_Work required_. Your task is to output all the records below, word for word.

_Dataset extract_.
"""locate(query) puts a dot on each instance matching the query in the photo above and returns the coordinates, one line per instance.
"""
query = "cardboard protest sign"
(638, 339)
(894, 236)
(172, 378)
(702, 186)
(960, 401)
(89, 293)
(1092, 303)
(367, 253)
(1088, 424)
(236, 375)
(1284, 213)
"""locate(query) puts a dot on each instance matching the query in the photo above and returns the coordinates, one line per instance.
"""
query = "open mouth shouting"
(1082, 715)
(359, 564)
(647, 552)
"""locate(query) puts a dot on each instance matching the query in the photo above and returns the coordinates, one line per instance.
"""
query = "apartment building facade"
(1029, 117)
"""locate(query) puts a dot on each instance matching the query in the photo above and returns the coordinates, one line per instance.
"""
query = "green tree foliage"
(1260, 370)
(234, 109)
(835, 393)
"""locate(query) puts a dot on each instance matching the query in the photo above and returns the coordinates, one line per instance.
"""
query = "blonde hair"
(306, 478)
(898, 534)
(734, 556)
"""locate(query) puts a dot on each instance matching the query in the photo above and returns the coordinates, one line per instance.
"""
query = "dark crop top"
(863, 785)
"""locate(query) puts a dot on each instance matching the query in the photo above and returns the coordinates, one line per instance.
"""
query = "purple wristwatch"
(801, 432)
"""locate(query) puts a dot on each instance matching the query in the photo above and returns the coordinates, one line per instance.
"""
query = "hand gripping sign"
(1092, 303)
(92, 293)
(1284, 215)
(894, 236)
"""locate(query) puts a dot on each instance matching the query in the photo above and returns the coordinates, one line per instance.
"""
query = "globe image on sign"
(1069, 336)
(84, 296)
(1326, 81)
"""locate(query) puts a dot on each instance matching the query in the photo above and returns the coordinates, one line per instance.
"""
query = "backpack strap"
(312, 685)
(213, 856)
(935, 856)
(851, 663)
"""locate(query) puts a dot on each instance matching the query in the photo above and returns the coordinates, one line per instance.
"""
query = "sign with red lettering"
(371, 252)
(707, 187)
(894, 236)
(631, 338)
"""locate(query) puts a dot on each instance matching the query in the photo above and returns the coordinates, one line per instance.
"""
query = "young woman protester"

_Output for this exercise_.
"""locate(query) puts a dot on each instance matching the query in the photo above and returns the coordinates, one line per instance.
"""
query = "cardboard protest sign"
(638, 339)
(894, 236)
(172, 378)
(702, 186)
(960, 401)
(89, 293)
(1092, 303)
(367, 253)
(1088, 424)
(236, 375)
(1284, 213)
"""locate(query) puts a dot on each instance matching the query in the photo above and returns the coordinates, one line per instance.
"""
query = "open mouth shouting"
(1082, 715)
(359, 564)
(647, 552)
"""locate(query) puts a dot on each instance matching the query in the photo above and returns the coordinates, one line per instance.
"""
query = "apartment building facade"
(1029, 117)
"""locate(query) puts a dot on each instance matching the query in the photo above and returns the coordinates, one line per instance.
"""
query = "green tree foliage"
(1260, 370)
(234, 109)
(835, 393)
"""locate(query) puts a dot on each instance matching the query in the photo above and returns the coordinates, one line per instance.
"""
query = "blonde hair"
(306, 478)
(898, 534)
(734, 556)
"""locate(query) puts a dot on each instance matching the query in the photo above and returns the coordinates, one line per instance.
"""
query = "dark crop top"
(863, 785)
"""locate(query) puts a dot on each instance matching the query in the photo above and returns the coordinates, one line per instance.
"""
query = "purple wristwatch"
(801, 432)
"""locate(query) puts a dot on each instance matching the query in the photo above and returns the coordinates, one line per instance.
"""
query = "hand gripping sign"
(1092, 303)
(92, 293)
(1284, 215)
(894, 236)
"""locate(query) puts a dot on each instance matching the query in the photo above and returns the coordinates, one line per instance.
"""
query = "globe image on sign"
(1069, 336)
(84, 296)
(1326, 81)
"""locate(query) puts a dot on each instance matching the query in the photo above and returns the coordinates, one line per instance.
"""
query = "backpack strap"
(312, 685)
(213, 856)
(935, 856)
(851, 663)
"""locate(query) puts a dot on each instance matching the query in the photo above and returns the coordinates, one line per instance.
"""
query = "sign with red lettering"
(371, 252)
(707, 187)
(894, 236)
(631, 338)
"""locate(query) puts a dot on each instance matching the query in the photo above and returns the coordinates, one line per instance.
"""
query = "young woman protester"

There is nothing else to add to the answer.